> PAGE EXTRACT
There is no provision for the transfer of land by a person
other than the accountable person, and the acquisition price cannot exceed the
amount of the duty.
The Commissioners' powers extend to the acquisition of
foreign immovable property, but are scarcely likely to be exercised in respect
of it."
The position in the United Kingdom appears to be more or
less the same even after the former estate duty was replaced by the new tax
known as capital transfer tax by the British Finance Act, 1975 (vide section 22
of the Finance Act, 1975). The relevant part of paragraph 17 of Schedule 4 to
that Act reads thus:
" 17. (1) The Board may, if they think fit, on the
application of any person liable to pay tax, accept in satisfaction of the whole
or any part of it any property to which this paragraph applies.
(2) This paragraph applies to any such land as may be
agreed upon between the Board and the person liable to pay tax.
(3) This paragraph also applies to any objects which are
or have been kept in any building (a) If the Board have determined to accept or
have accepted that building in satisfaction or part satisfaction of tax or
estate duty, or ...... .. (See Halsbury's Statutes of England (Third Edition)
Vol. 45, at page 1870)

> DATA SHOWN
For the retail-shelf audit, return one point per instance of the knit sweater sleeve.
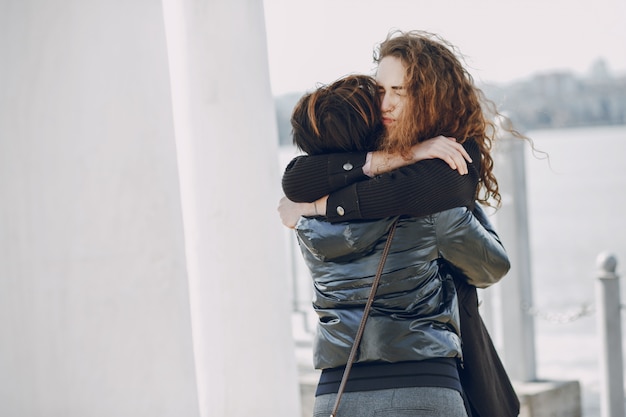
(425, 187)
(308, 178)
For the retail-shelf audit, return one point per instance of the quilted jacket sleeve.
(475, 250)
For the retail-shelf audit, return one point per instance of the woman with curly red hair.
(424, 92)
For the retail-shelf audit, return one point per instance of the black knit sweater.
(426, 187)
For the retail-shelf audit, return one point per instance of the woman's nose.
(386, 105)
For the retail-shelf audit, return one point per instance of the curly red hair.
(442, 99)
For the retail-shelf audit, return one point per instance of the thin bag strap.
(359, 332)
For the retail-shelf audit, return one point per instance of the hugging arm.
(472, 247)
(308, 178)
(422, 188)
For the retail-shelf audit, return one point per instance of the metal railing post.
(610, 333)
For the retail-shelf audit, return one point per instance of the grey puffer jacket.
(415, 313)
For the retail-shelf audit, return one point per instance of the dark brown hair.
(343, 116)
(442, 99)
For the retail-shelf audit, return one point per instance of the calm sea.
(576, 205)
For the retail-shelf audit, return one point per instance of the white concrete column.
(99, 252)
(94, 302)
(226, 137)
(516, 324)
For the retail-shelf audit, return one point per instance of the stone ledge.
(549, 398)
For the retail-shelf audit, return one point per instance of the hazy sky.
(320, 40)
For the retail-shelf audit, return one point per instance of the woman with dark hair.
(411, 344)
(417, 70)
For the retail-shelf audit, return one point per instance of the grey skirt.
(396, 402)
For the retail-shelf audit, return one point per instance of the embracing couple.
(409, 147)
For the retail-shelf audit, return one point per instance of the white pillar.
(94, 303)
(515, 290)
(99, 253)
(609, 321)
(226, 137)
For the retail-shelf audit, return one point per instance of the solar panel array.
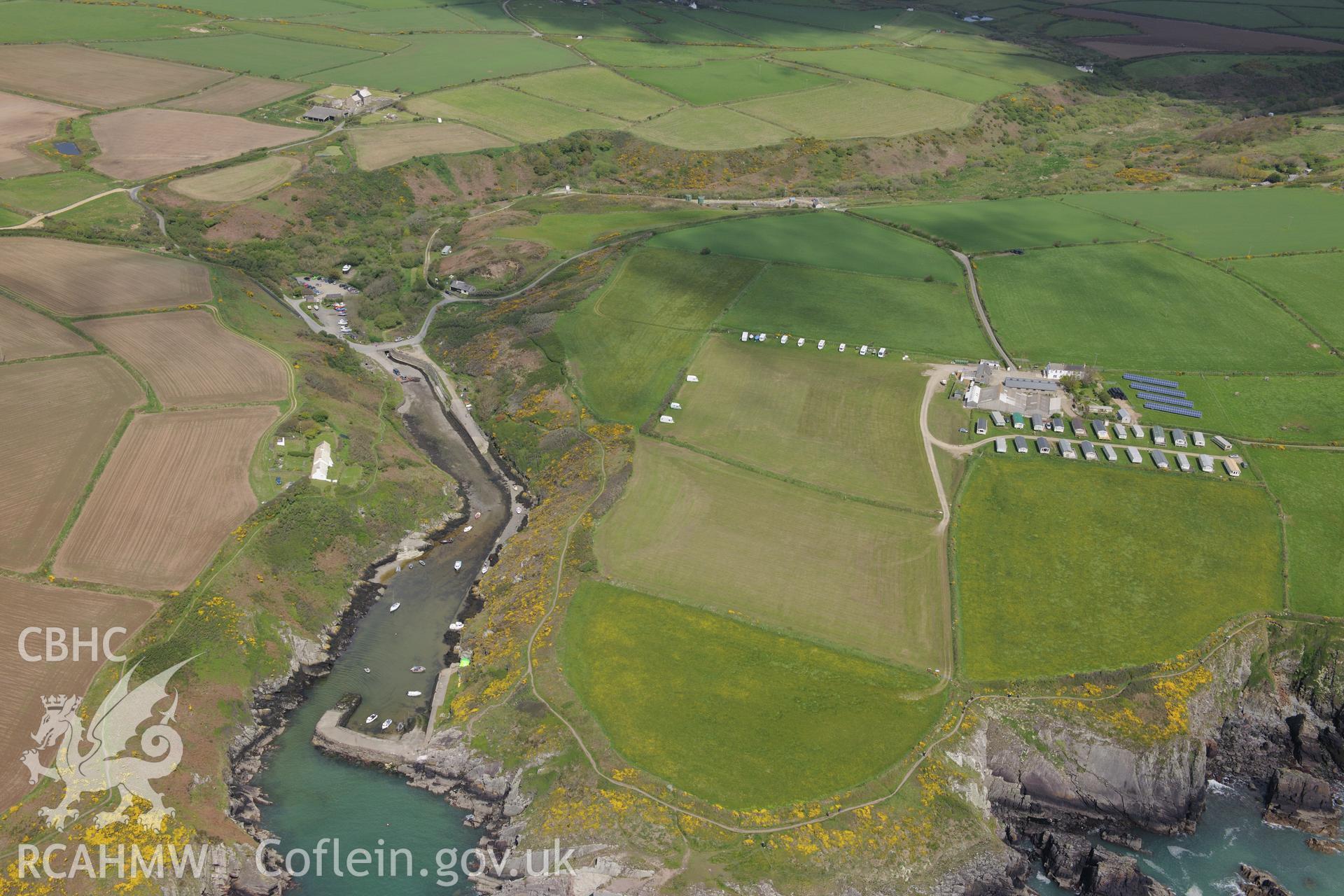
(1172, 409)
(1135, 378)
(1164, 399)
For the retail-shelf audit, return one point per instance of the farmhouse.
(321, 463)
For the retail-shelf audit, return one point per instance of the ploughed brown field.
(239, 94)
(27, 682)
(80, 279)
(390, 144)
(1171, 35)
(26, 333)
(24, 121)
(191, 359)
(174, 488)
(96, 78)
(67, 410)
(143, 143)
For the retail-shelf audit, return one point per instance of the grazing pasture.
(42, 606)
(26, 121)
(626, 344)
(96, 78)
(26, 333)
(502, 111)
(596, 89)
(1231, 222)
(190, 359)
(239, 182)
(141, 143)
(61, 276)
(235, 96)
(838, 422)
(1110, 583)
(859, 109)
(714, 706)
(251, 54)
(172, 491)
(390, 144)
(822, 239)
(1308, 285)
(48, 192)
(1009, 223)
(1310, 485)
(433, 61)
(828, 568)
(66, 410)
(906, 316)
(710, 128)
(1140, 305)
(1289, 409)
(43, 22)
(726, 80)
(902, 70)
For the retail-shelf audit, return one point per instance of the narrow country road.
(980, 309)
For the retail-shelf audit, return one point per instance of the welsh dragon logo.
(93, 762)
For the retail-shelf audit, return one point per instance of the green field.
(1288, 409)
(995, 226)
(598, 90)
(839, 422)
(1306, 284)
(902, 70)
(626, 343)
(822, 239)
(42, 22)
(710, 128)
(570, 232)
(1139, 307)
(433, 61)
(906, 316)
(727, 80)
(508, 113)
(1069, 567)
(859, 109)
(248, 52)
(1310, 488)
(823, 567)
(715, 707)
(1227, 222)
(46, 192)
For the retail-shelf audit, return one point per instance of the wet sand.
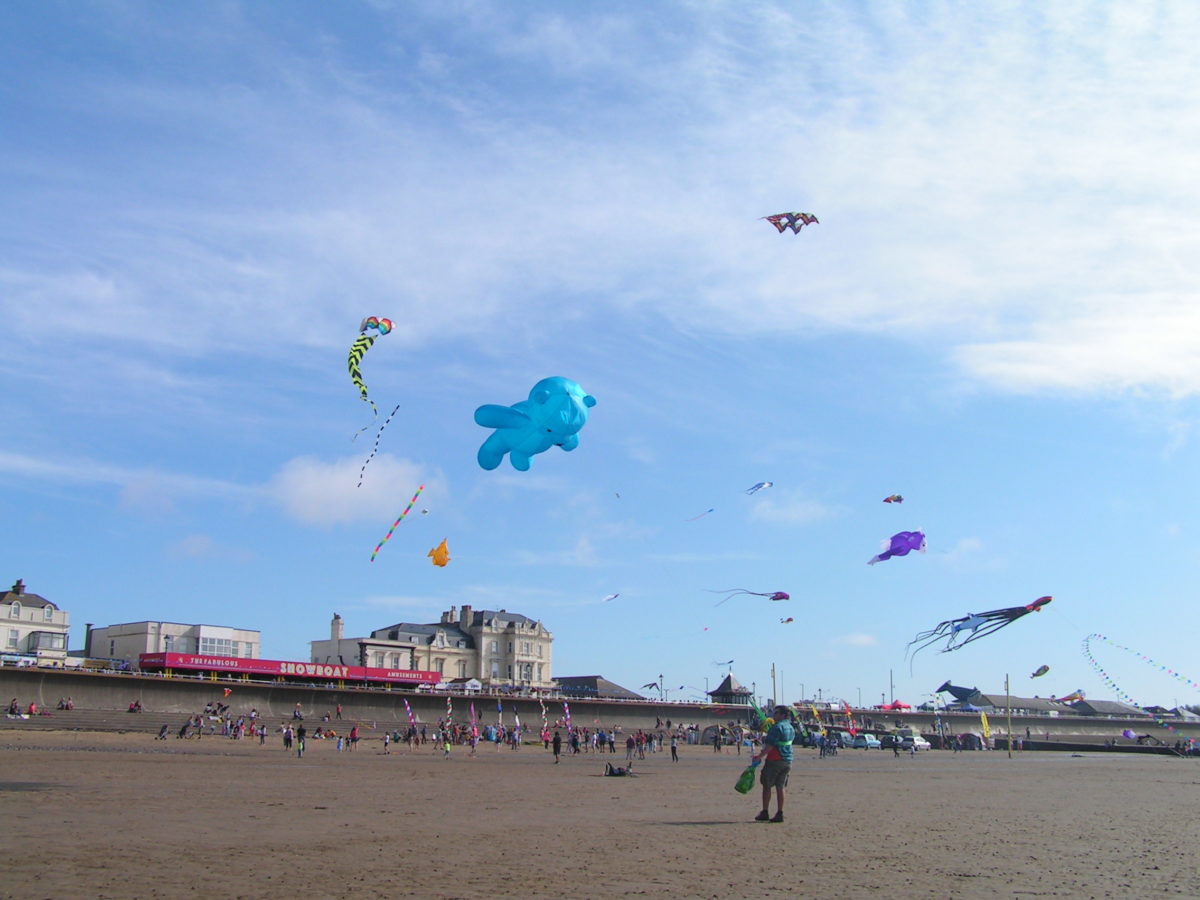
(125, 816)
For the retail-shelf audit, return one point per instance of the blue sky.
(995, 318)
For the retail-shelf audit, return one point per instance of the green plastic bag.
(745, 780)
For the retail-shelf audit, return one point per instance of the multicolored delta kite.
(978, 625)
(441, 553)
(796, 221)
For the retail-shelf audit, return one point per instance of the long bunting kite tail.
(394, 525)
(376, 448)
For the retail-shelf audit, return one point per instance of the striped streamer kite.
(373, 555)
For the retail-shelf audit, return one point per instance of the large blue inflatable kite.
(552, 417)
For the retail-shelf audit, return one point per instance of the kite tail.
(401, 519)
(376, 448)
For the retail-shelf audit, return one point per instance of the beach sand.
(124, 816)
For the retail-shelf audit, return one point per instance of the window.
(217, 647)
(47, 641)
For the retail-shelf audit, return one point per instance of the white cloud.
(1017, 189)
(319, 492)
(857, 640)
(581, 553)
(202, 546)
(790, 508)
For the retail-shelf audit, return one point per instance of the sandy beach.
(124, 816)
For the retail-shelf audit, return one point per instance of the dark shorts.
(774, 773)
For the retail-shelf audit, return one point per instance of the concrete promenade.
(165, 700)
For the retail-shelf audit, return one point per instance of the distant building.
(493, 646)
(1021, 706)
(594, 688)
(127, 641)
(732, 693)
(34, 627)
(1108, 707)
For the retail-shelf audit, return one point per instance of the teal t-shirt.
(780, 737)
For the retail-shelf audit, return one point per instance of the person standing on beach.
(778, 763)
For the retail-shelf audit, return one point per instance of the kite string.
(376, 448)
(1108, 679)
(401, 519)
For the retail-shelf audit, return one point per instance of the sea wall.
(185, 696)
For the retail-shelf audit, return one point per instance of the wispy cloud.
(1026, 207)
(790, 508)
(857, 639)
(202, 546)
(581, 553)
(309, 490)
(319, 492)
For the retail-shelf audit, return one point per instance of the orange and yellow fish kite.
(441, 553)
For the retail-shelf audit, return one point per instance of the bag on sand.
(745, 780)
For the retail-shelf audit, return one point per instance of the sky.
(995, 317)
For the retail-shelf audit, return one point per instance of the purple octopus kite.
(900, 545)
(769, 595)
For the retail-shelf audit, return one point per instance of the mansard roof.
(424, 634)
(17, 594)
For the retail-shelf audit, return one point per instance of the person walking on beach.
(777, 757)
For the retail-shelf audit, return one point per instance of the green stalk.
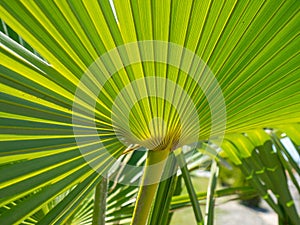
(190, 188)
(100, 203)
(209, 211)
(150, 181)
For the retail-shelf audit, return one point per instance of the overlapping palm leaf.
(250, 46)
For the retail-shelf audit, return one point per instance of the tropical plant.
(94, 91)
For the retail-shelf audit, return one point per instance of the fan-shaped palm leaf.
(251, 48)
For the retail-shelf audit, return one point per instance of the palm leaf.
(251, 48)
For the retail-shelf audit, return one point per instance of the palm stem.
(190, 188)
(100, 203)
(148, 188)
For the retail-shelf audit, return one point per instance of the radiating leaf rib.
(242, 42)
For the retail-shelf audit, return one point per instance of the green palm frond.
(249, 48)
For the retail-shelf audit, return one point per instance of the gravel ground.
(233, 213)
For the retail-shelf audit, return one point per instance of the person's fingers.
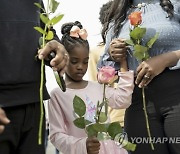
(146, 78)
(49, 47)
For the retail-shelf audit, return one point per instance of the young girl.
(64, 135)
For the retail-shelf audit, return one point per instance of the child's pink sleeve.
(120, 97)
(57, 130)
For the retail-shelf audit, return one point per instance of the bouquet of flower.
(98, 125)
(140, 51)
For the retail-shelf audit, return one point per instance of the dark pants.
(21, 135)
(163, 106)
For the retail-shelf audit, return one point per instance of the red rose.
(106, 74)
(135, 18)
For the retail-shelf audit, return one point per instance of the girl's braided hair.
(118, 10)
(72, 42)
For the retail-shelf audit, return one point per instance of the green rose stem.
(41, 95)
(146, 118)
(47, 36)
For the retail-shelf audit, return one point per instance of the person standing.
(159, 74)
(64, 135)
(20, 75)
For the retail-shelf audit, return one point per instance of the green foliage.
(152, 40)
(102, 117)
(140, 52)
(47, 35)
(80, 122)
(136, 36)
(114, 129)
(56, 19)
(40, 30)
(53, 6)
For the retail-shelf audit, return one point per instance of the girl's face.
(78, 63)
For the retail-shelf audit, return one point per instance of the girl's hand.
(92, 145)
(118, 50)
(60, 61)
(150, 68)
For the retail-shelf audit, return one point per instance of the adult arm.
(121, 95)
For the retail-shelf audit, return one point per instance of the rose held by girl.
(135, 18)
(106, 74)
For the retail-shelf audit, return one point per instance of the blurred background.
(85, 11)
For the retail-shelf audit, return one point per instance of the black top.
(19, 71)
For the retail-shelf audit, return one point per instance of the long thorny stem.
(103, 101)
(146, 118)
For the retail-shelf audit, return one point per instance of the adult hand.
(150, 68)
(92, 145)
(118, 50)
(3, 120)
(60, 61)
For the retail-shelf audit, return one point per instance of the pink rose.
(106, 74)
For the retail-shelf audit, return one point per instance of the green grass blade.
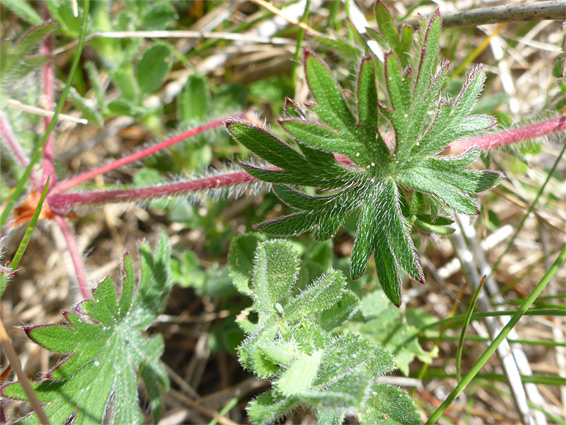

> THE TASKS
1 – Answer from the tax passage:
(a) What can the acquisition price not exceed?
(b) Which Act replaced estate duty with capital transfer tax?
(c) According to paragraph 17(2), which land does the paragraph apply to?
2 – Decide whether each statement agrees with the tax passage. Answer yes or no and quote the words that decide it.
(a) A person other than the accountable person may transfer land.
(b) The Commissioners' powers extend to the acquisition of foreign immovable property.
(c) The Board may accept property in satisfaction of tax without any application from the person liable.
Work from the tax passage alone.

> SET OF ANSWERS
1 –
(a) The amount of the duty.
(b) The British Finance Act, 1975.
(c) Any such land as may be agreed upon between the Board and the person liable to pay tax.

2 –
(a) No: "There is no provision for the transfer of land by a person other than the accountable person"
(b) Yes: "The Commissioners' powers extend to the acquisition of foreign immovable property"
(c) No: "on the application of any person liable to pay tax"